• _WRITTEN INSTRUCTION_: Copy the records below word for word, omitting the pictures.

• _MATERIAL_:
● ● ● ● ●
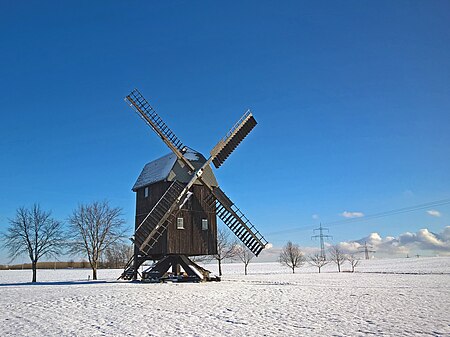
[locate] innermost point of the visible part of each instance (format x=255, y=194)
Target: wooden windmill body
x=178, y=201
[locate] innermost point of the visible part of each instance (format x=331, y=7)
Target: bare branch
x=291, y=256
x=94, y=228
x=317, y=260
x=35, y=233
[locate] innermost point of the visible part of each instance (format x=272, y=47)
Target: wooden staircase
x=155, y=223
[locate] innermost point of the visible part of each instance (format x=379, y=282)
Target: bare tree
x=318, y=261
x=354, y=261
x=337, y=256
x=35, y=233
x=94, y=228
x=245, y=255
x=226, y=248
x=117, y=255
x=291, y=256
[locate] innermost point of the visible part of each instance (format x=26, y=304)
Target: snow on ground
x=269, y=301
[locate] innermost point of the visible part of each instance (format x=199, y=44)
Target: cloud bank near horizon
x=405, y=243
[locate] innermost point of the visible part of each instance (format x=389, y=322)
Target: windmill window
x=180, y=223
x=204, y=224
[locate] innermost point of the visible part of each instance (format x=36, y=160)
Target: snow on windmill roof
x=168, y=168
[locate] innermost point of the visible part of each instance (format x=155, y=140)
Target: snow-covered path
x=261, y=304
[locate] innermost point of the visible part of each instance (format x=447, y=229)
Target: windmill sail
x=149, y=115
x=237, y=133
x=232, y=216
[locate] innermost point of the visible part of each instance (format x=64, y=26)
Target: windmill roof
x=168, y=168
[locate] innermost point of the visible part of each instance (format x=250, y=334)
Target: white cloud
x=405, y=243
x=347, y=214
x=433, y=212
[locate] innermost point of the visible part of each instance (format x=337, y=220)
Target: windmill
● ● ● ● ●
• _FINISHED ANSWER_:
[locate] innermost point of the visible part of each instance (format x=255, y=194)
Target: wooden windmill body
x=178, y=201
[locate] innermost point of the visible part of each instance (format x=331, y=7)
Target: bare branch
x=291, y=256
x=94, y=228
x=317, y=260
x=35, y=233
[locate] innermost point of the visible part of each instance (format x=272, y=47)
Target: wooden staircase
x=155, y=223
[locate] innermost point of the visible part of each instance (format x=379, y=282)
Target: bare tree
x=318, y=261
x=354, y=261
x=337, y=256
x=35, y=233
x=94, y=228
x=245, y=255
x=226, y=248
x=117, y=255
x=291, y=256
[locate] innermost point of the visible part of each instance (format x=26, y=304)
Target: snow on ground
x=269, y=301
[locate] innermost point of the visible part of each instance (format x=199, y=44)
Target: cloud bank near horizon
x=405, y=243
[locate] innermost point of the visible part of each instance (format x=389, y=322)
Target: windmill window
x=180, y=223
x=204, y=224
[locate] innermost point of the visible part of each instance (format x=36, y=160)
Target: snow on windmill roof
x=168, y=168
[locate] innermost point of the visible part of each instance (format x=155, y=140)
Target: snow-covered path
x=261, y=304
[locate] innermost point of the visible part of each instance (format x=447, y=229)
Target: windmill sail
x=149, y=115
x=237, y=133
x=232, y=216
[locate] innermost point of the visible part of each instance (format x=64, y=26)
Target: windmill roof
x=168, y=168
[locate] innermost point of the visible part of each instance (format x=250, y=334)
Target: white cloud
x=405, y=243
x=347, y=214
x=433, y=212
[locate] innermost point of the visible part of each instance (format x=337, y=220)
Target: windmill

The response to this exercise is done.